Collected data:
┌──
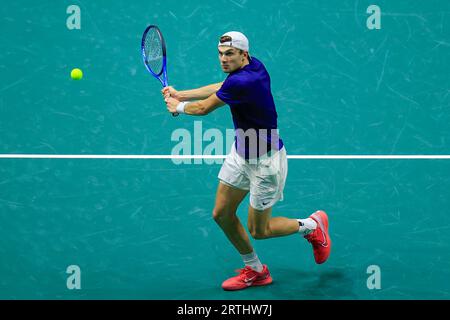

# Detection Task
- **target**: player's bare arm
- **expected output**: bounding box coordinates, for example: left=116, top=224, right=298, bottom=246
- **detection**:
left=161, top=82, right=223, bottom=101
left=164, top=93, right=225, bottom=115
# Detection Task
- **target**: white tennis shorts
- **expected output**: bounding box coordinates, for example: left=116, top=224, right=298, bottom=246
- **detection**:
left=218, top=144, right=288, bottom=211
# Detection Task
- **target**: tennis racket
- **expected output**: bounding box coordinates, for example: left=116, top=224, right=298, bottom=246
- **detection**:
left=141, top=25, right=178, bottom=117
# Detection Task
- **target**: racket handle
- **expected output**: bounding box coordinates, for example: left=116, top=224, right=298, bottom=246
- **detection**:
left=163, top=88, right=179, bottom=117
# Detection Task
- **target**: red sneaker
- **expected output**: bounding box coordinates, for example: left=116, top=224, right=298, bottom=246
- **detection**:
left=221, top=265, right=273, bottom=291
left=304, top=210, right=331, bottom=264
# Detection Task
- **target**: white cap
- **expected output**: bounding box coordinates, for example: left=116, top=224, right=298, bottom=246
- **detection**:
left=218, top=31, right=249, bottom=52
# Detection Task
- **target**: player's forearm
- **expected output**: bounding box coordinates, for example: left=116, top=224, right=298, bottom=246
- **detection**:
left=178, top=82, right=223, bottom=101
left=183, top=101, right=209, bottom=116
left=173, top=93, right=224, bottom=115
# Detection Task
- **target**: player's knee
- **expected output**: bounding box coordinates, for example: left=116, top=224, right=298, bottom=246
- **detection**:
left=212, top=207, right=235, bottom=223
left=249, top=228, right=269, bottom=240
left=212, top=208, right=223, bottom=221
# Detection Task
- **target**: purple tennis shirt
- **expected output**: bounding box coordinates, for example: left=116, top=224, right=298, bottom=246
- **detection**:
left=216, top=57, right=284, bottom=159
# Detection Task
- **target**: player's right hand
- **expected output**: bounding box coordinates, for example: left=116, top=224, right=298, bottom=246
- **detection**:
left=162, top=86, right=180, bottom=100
└──
┌──
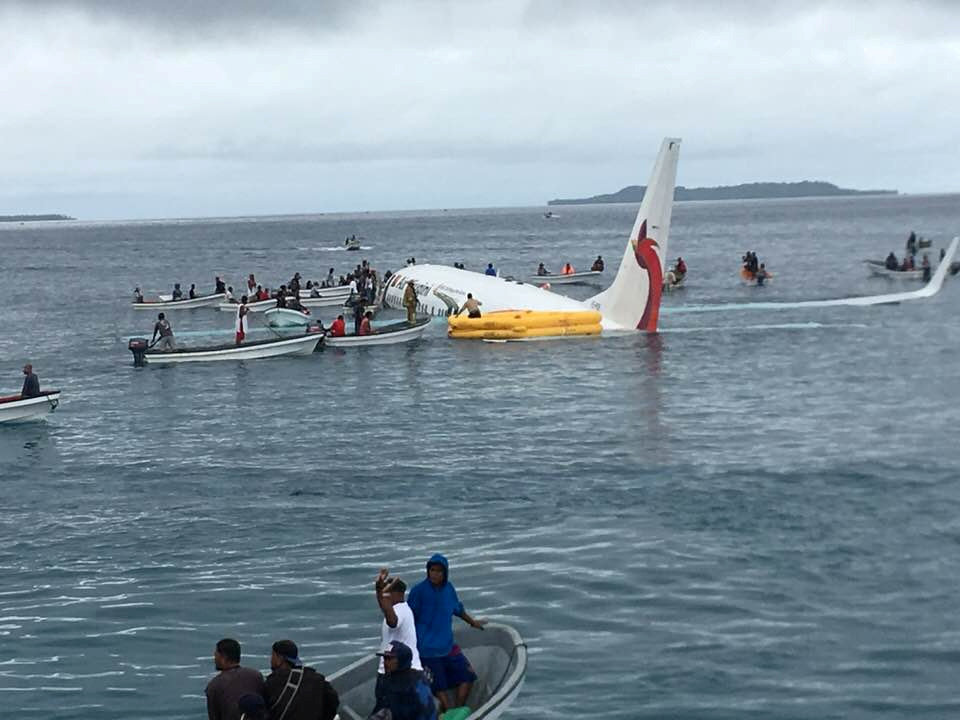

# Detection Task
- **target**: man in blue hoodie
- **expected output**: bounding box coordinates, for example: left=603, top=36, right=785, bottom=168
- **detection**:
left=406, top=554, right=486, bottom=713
└──
● **Work instructions**: Go to the line with "- **target**: red sneaker" in the entries above and repeat every line from there through the line with "- **target**: white cap", exactly and with no other text.

● **Worked solution**:
- **target**: red sneaker
- **expected output**: bounding box coordinates, for example: left=116, top=224, right=298, bottom=246
- **detection**:
left=221, top=265, right=273, bottom=291
left=304, top=210, right=331, bottom=264
# Detection Task
- **target**: white cap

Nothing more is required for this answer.